### MATERIAL PROVIDED:
_ _ _
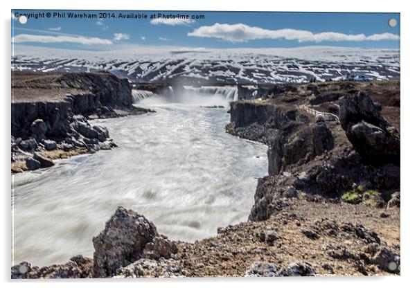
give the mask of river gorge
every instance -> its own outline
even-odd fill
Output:
[[[136,99],[156,113],[90,120],[118,147],[14,174],[13,263],[91,257],[91,238],[118,206],[189,242],[246,221],[267,174],[267,146],[225,133],[227,94]]]

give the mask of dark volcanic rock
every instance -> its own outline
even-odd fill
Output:
[[[158,235],[152,222],[132,210],[118,207],[105,230],[93,238],[94,276],[114,275],[117,269],[139,259],[146,244]]]
[[[312,239],[313,240],[319,239],[319,235],[311,229],[303,228],[301,230],[300,230],[300,232],[304,234],[308,238]]]
[[[35,170],[41,168],[41,163],[37,160],[35,160],[32,157],[28,157],[26,161],[26,168],[28,170]]]
[[[326,122],[319,121],[313,125],[312,141],[315,155],[321,155],[324,151],[330,151],[335,147],[332,132]]]
[[[400,273],[400,260],[398,254],[387,248],[382,248],[371,259],[371,262],[387,272]]]
[[[46,167],[53,166],[55,165],[52,161],[49,160],[48,158],[42,155],[40,153],[35,152],[33,154],[33,159],[35,159],[35,160],[37,160],[39,162],[40,167],[42,168],[46,168]]]
[[[400,195],[399,192],[396,192],[391,195],[391,199],[387,204],[387,208],[392,208],[394,207],[400,208],[401,205]]]
[[[44,267],[33,267],[23,262],[12,267],[12,279],[87,278],[91,277],[93,260],[81,255],[66,263]]]
[[[380,107],[364,93],[340,100],[339,120],[349,141],[364,159],[400,162],[400,135],[382,116]]]
[[[269,262],[254,262],[247,269],[245,277],[275,277],[278,272],[275,264]]]
[[[150,258],[159,259],[161,257],[169,258],[171,254],[178,252],[177,245],[164,236],[157,236],[152,242],[145,245],[143,254]]]
[[[278,273],[278,276],[314,276],[316,271],[310,263],[297,262],[292,263],[287,268],[283,269]]]

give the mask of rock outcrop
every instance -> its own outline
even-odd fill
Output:
[[[53,165],[46,154],[56,157],[116,147],[107,129],[91,125],[87,117],[150,111],[134,107],[130,83],[112,73],[12,73],[13,172]]]
[[[359,93],[342,98],[339,119],[348,139],[364,160],[400,163],[399,133],[367,94]]]
[[[12,267],[12,279],[87,278],[91,277],[93,260],[80,255],[66,263],[44,267],[23,262]]]
[[[94,277],[112,276],[118,268],[141,258],[147,243],[158,235],[152,222],[132,210],[118,207],[105,230],[93,238]]]

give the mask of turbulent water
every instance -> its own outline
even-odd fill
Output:
[[[266,146],[224,132],[224,98],[149,98],[157,113],[96,121],[118,147],[14,176],[13,260],[35,265],[92,256],[91,239],[118,206],[193,241],[245,221]],[[210,109],[201,105],[223,105]]]

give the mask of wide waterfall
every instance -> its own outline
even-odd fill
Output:
[[[134,103],[137,103],[141,100],[151,98],[154,96],[154,93],[146,90],[132,90],[132,99]]]
[[[223,96],[228,101],[236,101],[238,99],[238,87],[233,86],[203,86],[194,87],[186,86],[186,92],[194,93],[200,95]]]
_ _ _
### YOUR TASK:
Reproduce all the lines of the material with "every instance" changed to "each separate instance" and nothing else altered. Omit the pictures from your answer.

### FINISHED ANSWER:
give the mask of river gorge
each separate instance -> its own outline
even-odd fill
Output:
[[[136,99],[156,113],[90,120],[118,147],[14,174],[13,263],[91,257],[91,238],[118,206],[189,242],[246,221],[267,174],[267,146],[225,133],[227,94]]]

give the mask of dark volcanic rock
each separate instance -> its own outline
even-odd fill
Output:
[[[158,235],[152,222],[132,210],[118,207],[105,230],[93,238],[94,276],[114,275],[117,269],[139,259],[146,244]]]
[[[312,239],[313,240],[319,239],[319,235],[311,229],[303,228],[301,230],[300,230],[300,232],[304,234],[308,238]]]
[[[35,170],[41,168],[41,163],[37,160],[35,160],[32,157],[28,157],[26,161],[26,168],[28,170]]]
[[[326,122],[319,121],[313,125],[312,141],[315,155],[321,155],[324,151],[330,151],[335,147],[332,132]]]
[[[400,273],[400,260],[398,254],[387,248],[382,248],[371,259],[371,262],[387,272]]]
[[[46,167],[53,166],[55,165],[52,161],[49,160],[48,158],[42,155],[40,153],[35,152],[33,154],[33,159],[35,159],[35,160],[37,160],[39,162],[40,167],[42,168],[46,168]]]
[[[400,195],[399,192],[396,192],[391,195],[391,199],[387,204],[387,208],[392,208],[394,207],[400,208],[401,205]]]
[[[44,267],[33,267],[23,262],[12,267],[12,279],[87,278],[91,277],[93,260],[81,255],[66,263]]]
[[[380,107],[364,93],[340,100],[339,120],[349,141],[364,159],[400,162],[400,135],[382,116]]]
[[[269,262],[254,262],[247,269],[245,277],[275,277],[278,272],[275,264]]]
[[[150,258],[159,259],[161,257],[169,258],[171,254],[178,252],[177,245],[164,236],[157,236],[152,242],[145,245],[143,254]]]
[[[278,273],[278,276],[314,276],[316,271],[310,263],[297,262],[292,263],[287,268],[283,269]]]

give the mask of rock outcrop
each separate instance -> its own outline
even-odd fill
Output:
[[[53,165],[46,154],[56,157],[116,147],[107,129],[91,125],[87,117],[150,111],[134,107],[130,83],[112,73],[12,73],[13,172]]]
[[[359,93],[342,98],[339,119],[348,139],[364,160],[400,163],[399,133],[367,94]]]
[[[12,267],[12,279],[87,278],[91,277],[93,260],[80,255],[66,263],[44,267],[23,262]]]
[[[94,277],[112,276],[118,268],[141,258],[147,243],[158,235],[152,222],[132,210],[118,207],[105,230],[93,238]]]

give the mask of turbulent water
each separate instance -> its own outline
even-odd fill
Output:
[[[266,146],[224,132],[224,98],[149,98],[157,113],[96,121],[118,147],[14,176],[13,260],[35,265],[92,256],[91,239],[118,206],[193,241],[245,221]],[[210,109],[201,105],[223,105]]]

give the mask of wide waterfall
each separate instance -> its own outline
even-odd fill
Output:
[[[134,103],[137,103],[141,100],[151,98],[154,96],[154,93],[146,90],[132,90],[132,99]]]
[[[223,96],[228,101],[236,101],[238,99],[238,87],[233,86],[203,86],[194,87],[186,86],[186,92],[194,93],[200,95]]]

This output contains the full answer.